_Exercise brief:_
Could you repeat all of the entries word for word, minus any pictures?

_Data:_
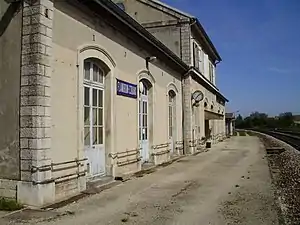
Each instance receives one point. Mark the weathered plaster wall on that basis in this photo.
(122, 111)
(10, 55)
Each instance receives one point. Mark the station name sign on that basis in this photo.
(126, 89)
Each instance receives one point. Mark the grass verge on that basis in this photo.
(242, 133)
(9, 205)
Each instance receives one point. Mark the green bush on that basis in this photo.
(9, 204)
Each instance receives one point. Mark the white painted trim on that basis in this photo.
(93, 51)
(145, 74)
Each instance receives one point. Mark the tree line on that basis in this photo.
(262, 120)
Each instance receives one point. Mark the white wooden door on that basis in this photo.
(143, 124)
(171, 120)
(94, 119)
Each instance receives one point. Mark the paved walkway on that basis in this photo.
(230, 184)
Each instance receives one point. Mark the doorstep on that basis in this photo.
(93, 187)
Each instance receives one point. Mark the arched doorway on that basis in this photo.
(144, 113)
(172, 119)
(94, 131)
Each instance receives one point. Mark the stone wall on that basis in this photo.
(37, 187)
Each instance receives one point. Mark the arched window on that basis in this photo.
(172, 118)
(93, 103)
(144, 117)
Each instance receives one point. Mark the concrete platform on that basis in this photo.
(229, 184)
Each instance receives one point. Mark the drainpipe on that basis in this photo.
(183, 105)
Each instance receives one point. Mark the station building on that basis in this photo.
(87, 92)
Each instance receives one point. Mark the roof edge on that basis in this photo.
(113, 9)
(196, 22)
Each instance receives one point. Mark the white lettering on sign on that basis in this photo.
(127, 89)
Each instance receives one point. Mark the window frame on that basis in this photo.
(92, 86)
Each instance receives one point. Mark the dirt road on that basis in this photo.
(230, 184)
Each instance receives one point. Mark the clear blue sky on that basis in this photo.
(259, 42)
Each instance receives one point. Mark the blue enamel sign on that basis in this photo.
(126, 89)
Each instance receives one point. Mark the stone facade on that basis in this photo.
(37, 187)
(10, 63)
(158, 18)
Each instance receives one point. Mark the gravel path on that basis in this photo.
(230, 184)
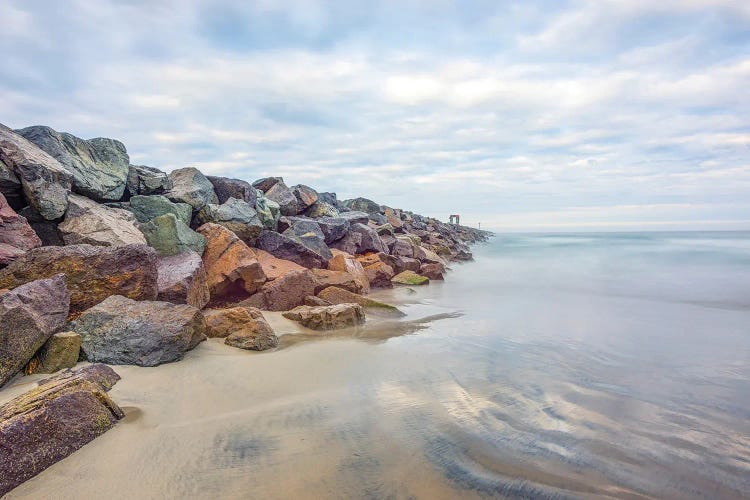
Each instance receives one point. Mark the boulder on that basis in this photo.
(99, 166)
(51, 421)
(168, 235)
(146, 181)
(285, 292)
(231, 266)
(410, 278)
(226, 188)
(282, 195)
(16, 235)
(92, 273)
(46, 184)
(432, 270)
(267, 183)
(241, 327)
(295, 248)
(182, 280)
(191, 187)
(122, 331)
(147, 208)
(327, 317)
(60, 351)
(269, 212)
(29, 315)
(87, 222)
(236, 215)
(306, 197)
(274, 267)
(333, 228)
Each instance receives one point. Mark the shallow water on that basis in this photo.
(555, 366)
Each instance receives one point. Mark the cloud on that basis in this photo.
(512, 111)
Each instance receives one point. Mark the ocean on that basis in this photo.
(553, 366)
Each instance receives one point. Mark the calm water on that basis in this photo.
(555, 366)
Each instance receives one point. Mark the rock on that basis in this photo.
(99, 166)
(236, 215)
(48, 423)
(231, 266)
(122, 331)
(146, 181)
(432, 270)
(306, 197)
(410, 278)
(282, 195)
(242, 328)
(321, 209)
(355, 217)
(226, 188)
(341, 279)
(92, 273)
(273, 267)
(60, 351)
(267, 183)
(46, 184)
(333, 228)
(285, 292)
(268, 211)
(362, 205)
(147, 208)
(337, 295)
(87, 222)
(16, 235)
(327, 317)
(191, 187)
(293, 248)
(29, 315)
(182, 280)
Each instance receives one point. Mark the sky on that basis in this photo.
(521, 115)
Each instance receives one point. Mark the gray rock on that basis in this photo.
(46, 184)
(226, 188)
(99, 166)
(143, 180)
(122, 331)
(146, 208)
(182, 280)
(29, 315)
(87, 222)
(236, 215)
(191, 187)
(168, 235)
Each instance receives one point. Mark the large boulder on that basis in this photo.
(168, 235)
(190, 186)
(92, 273)
(122, 331)
(87, 222)
(291, 247)
(51, 421)
(285, 292)
(226, 188)
(284, 196)
(146, 208)
(16, 235)
(241, 327)
(29, 315)
(143, 180)
(231, 266)
(236, 215)
(327, 317)
(99, 166)
(182, 280)
(46, 184)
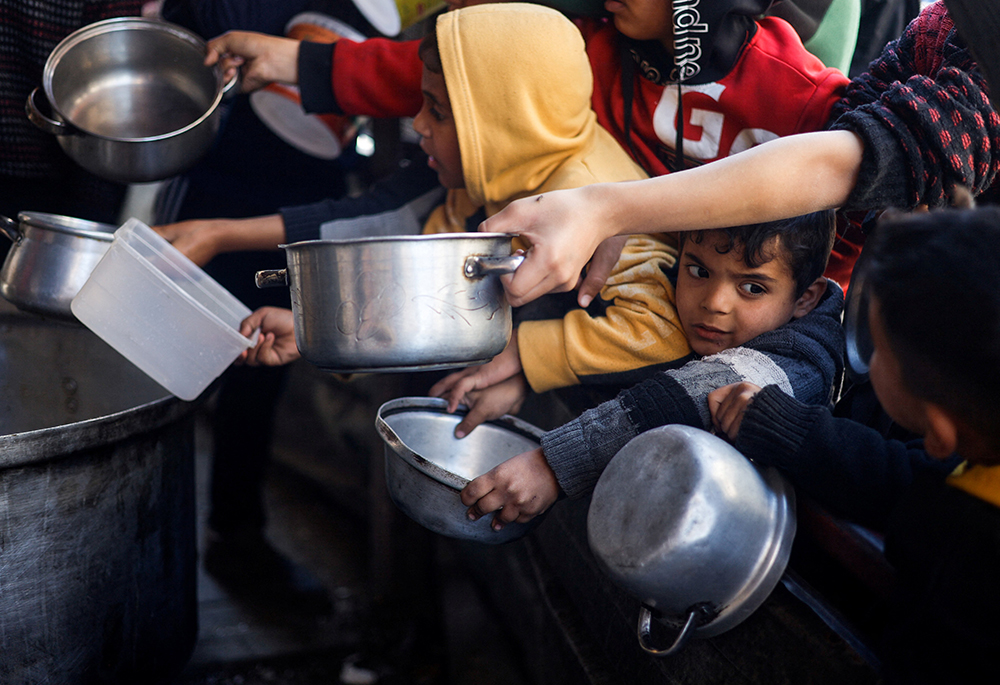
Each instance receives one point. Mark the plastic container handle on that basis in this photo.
(271, 278)
(643, 630)
(56, 128)
(477, 267)
(11, 229)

_Answer below:_
Each instance receives one point. Mark the weathered plaster wall on that basis in this photo.
(122, 111)
(10, 55)
Each instance receives one point. Mark the station name sign on that basis in this photo.
(126, 89)
Each instance receives one point. Mark the grass verge on that basis in this photo.
(242, 133)
(9, 205)
Each instance receives one point. Mark the green bush on that basis in this photo.
(9, 204)
Each instance receives one point. Mark the white painted trim on that basis in this photo.
(93, 51)
(145, 74)
Each instance receives one point. Mark the tree line on that basis in this photo.
(262, 120)
Each instance receives one point. Mark the white wooden door on that basis in this photo.
(143, 124)
(171, 120)
(94, 119)
Each instance receives one point. Mark the paved walkway on that basis in this photo.
(230, 184)
Each instance receives one point. Mark the doorstep on that basis in this photo.
(93, 187)
Each instance receives one point. Mark the arched doorway on that basis in this photo.
(144, 113)
(172, 119)
(94, 131)
Each instance receives one point. Mark the stone wall on that basis in this photo.
(37, 187)
Each instance receives one point. Mark the arched window on that basis in this photo.
(172, 118)
(93, 103)
(144, 117)
Each instance receives one point. Mark the concrete platform on that basis in this photo.
(229, 184)
Each instance receives one point. Mark the drainpipe on that basis in this photo.
(183, 105)
Each instance receives one point. Mark the station building on that basis in this photo.
(87, 92)
Each instance receives one point. Mark the roof edge on that basis in this photo.
(113, 9)
(196, 22)
Each instance receives one point. Mark the white lettering on sign on that basis in this photo.
(127, 89)
Each instance receives one point. Mark the window frame on that basis in this photo.
(92, 86)
Each instance receives one point. Mark the dirt road on that basis in this photo.
(230, 184)
Each instance receives one point. Mark the clear blue sky on that basis in this photo.
(259, 42)
Each instance receives one point. Mark the blue enamel sign on that basis in this photo.
(126, 89)
Each instance receives one point. Mark the stone facade on that basis in this photo.
(37, 187)
(10, 63)
(158, 18)
Each instance receives one point. Mark the gravel path on that basis in this photo.
(230, 184)
Each instance receives one point. Mark the boulder on that basis in this photo.
(99, 166)
(51, 421)
(168, 235)
(146, 181)
(285, 292)
(231, 266)
(410, 278)
(226, 188)
(282, 195)
(16, 235)
(92, 273)
(46, 184)
(432, 270)
(267, 183)
(241, 327)
(295, 248)
(182, 280)
(191, 187)
(122, 331)
(147, 208)
(327, 317)
(60, 351)
(269, 212)
(29, 315)
(87, 222)
(236, 215)
(306, 197)
(274, 267)
(333, 228)
Each instance receives one point. Mark the shallow water on that basis in this photo.
(555, 366)
Each instance receives one point. Mark the cloud on that basis in this photo.
(512, 111)
Each instance receives one point. Mark the ocean on that basis in this photo.
(553, 366)
Each instance receives one point. Mark the calm water on that basis in this photo.
(555, 366)
Each instance receives one point. Mark the rock on that basis in this photo.
(99, 166)
(236, 215)
(48, 423)
(231, 266)
(122, 331)
(146, 181)
(432, 270)
(306, 197)
(410, 278)
(282, 195)
(242, 328)
(321, 209)
(355, 217)
(226, 188)
(341, 279)
(92, 273)
(273, 267)
(60, 351)
(267, 183)
(46, 184)
(333, 228)
(285, 292)
(268, 211)
(362, 205)
(147, 208)
(337, 295)
(87, 222)
(16, 235)
(327, 317)
(191, 187)
(293, 248)
(29, 315)
(182, 280)
Each instance receives one point. Mark the sky on that basis in this photo.
(521, 115)
Each instance receives one point. Mark the gray rock on that basis in this photo.
(46, 184)
(226, 188)
(99, 166)
(143, 180)
(122, 331)
(146, 208)
(182, 280)
(29, 315)
(87, 222)
(236, 215)
(191, 187)
(168, 235)
Each instance receives one point. Mark the large boulder on that basis in this photo.
(168, 235)
(190, 186)
(92, 273)
(122, 331)
(87, 222)
(291, 247)
(51, 421)
(285, 292)
(226, 188)
(284, 196)
(146, 208)
(16, 235)
(241, 327)
(29, 315)
(143, 180)
(231, 266)
(236, 215)
(327, 317)
(99, 166)
(182, 280)
(46, 184)
Each instance receives one point. Mark the plastic container handle on that basis in this photo.
(271, 278)
(643, 630)
(56, 128)
(477, 267)
(11, 229)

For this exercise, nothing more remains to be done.